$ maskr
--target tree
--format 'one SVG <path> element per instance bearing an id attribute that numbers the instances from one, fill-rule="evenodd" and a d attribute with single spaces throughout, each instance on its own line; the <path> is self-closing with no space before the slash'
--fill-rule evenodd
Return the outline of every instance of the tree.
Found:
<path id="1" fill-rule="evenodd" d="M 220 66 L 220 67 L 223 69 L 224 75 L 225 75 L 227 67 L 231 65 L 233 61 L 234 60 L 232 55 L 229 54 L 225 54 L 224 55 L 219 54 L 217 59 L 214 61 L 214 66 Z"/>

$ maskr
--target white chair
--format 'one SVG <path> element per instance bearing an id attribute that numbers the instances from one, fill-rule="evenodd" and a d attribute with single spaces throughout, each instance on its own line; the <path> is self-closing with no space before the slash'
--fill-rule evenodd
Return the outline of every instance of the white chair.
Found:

> [Prompt]: Make an exact copy of every line in the data.

> [Response to the task]:
$ maskr
--target tree
--format 'one SVG <path> element per instance bearing an id attribute that numbers the instances from one, fill-rule="evenodd" and a d attribute with single spaces throughout, each instance on its own line; the <path> is self-closing with no space before the slash'
--fill-rule evenodd
Return the outline of every instance of the tree.
Found:
<path id="1" fill-rule="evenodd" d="M 220 66 L 220 67 L 223 69 L 224 75 L 225 75 L 227 67 L 231 65 L 233 61 L 234 60 L 232 55 L 229 54 L 225 54 L 224 55 L 219 54 L 217 59 L 214 61 L 214 66 Z"/>

$ maskr
--target white chair
--format 'one SVG <path> element per instance bearing an id attribute that numbers the instances from one, fill-rule="evenodd" and a d attribute with single spaces throughout, each instance on its own line; the <path> is self-closing with no space before the slash'
--fill-rule evenodd
Return the outline of every instance of the white chair.
Found:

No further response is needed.